State how many lines in the entries below contain the string "mask". Case matters. Give only the number.
::: Data extract :::
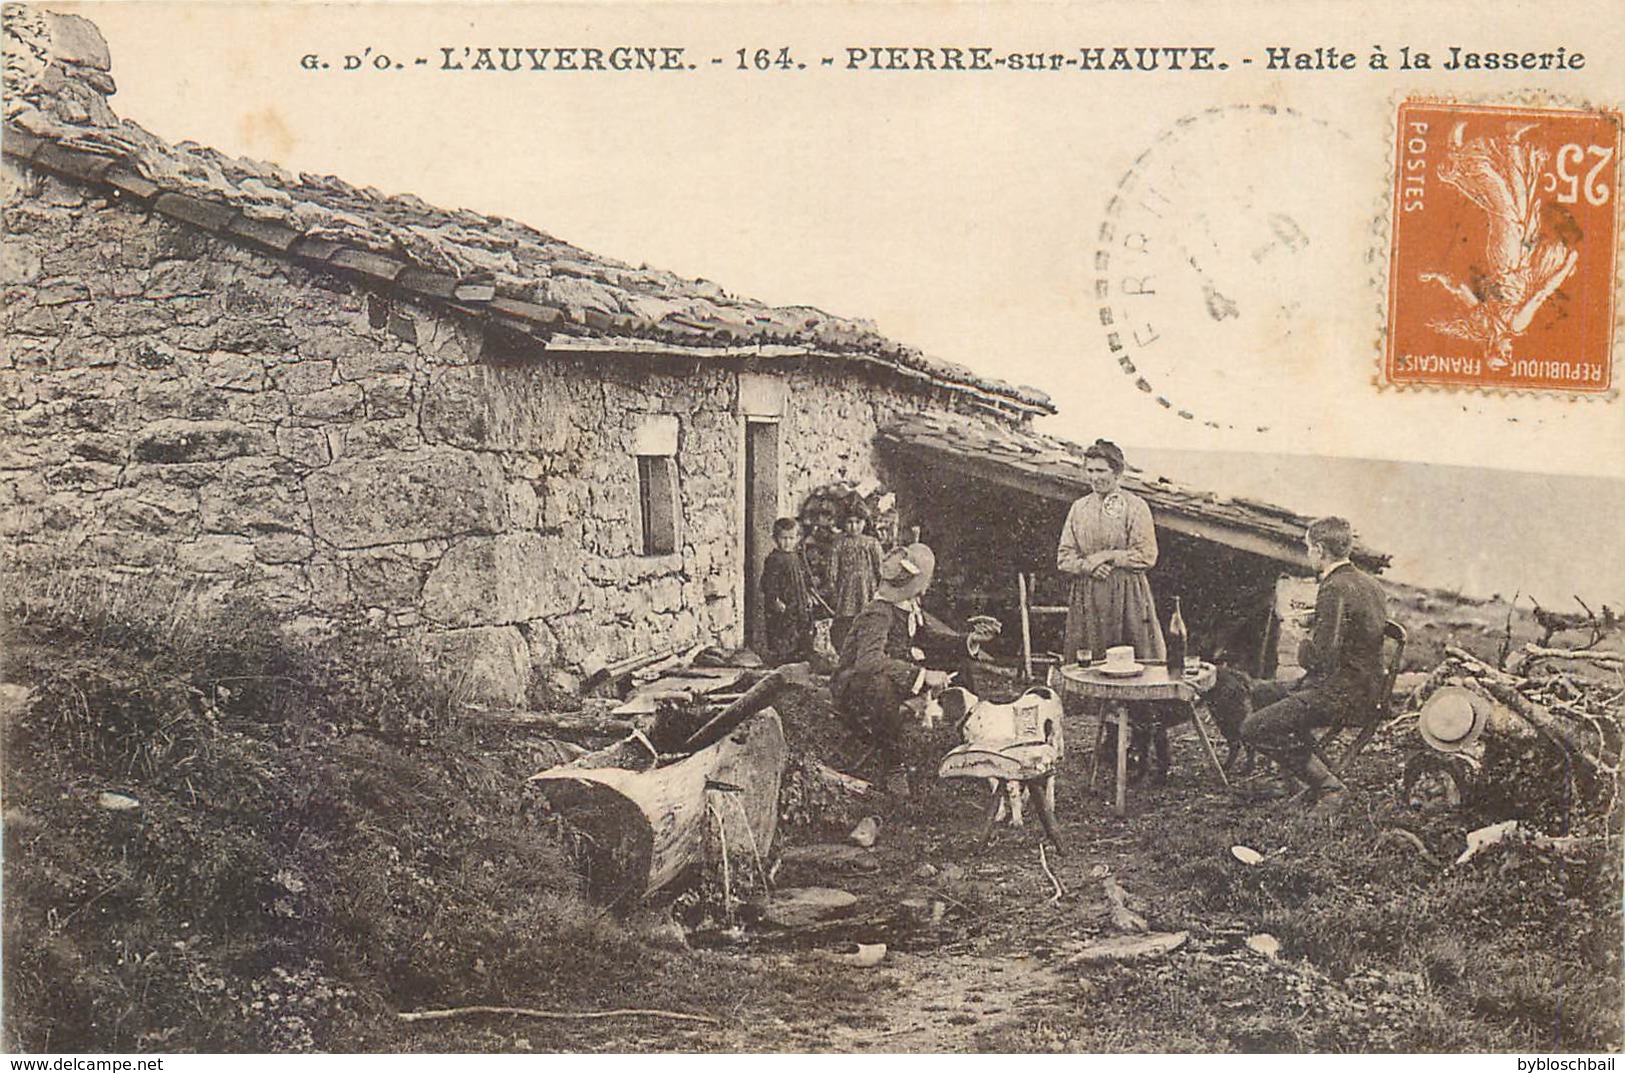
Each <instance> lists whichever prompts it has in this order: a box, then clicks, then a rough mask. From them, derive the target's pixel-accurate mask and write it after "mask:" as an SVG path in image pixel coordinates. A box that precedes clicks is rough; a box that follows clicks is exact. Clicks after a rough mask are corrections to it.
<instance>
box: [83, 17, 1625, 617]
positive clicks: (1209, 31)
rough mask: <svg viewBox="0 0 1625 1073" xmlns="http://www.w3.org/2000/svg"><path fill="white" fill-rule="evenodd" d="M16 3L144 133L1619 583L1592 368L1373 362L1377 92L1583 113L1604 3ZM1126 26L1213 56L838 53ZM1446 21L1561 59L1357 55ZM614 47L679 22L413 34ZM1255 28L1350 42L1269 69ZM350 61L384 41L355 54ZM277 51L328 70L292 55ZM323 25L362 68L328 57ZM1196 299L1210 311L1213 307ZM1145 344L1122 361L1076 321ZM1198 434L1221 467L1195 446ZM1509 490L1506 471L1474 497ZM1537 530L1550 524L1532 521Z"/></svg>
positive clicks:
:::
▶ Answer to this exercise:
2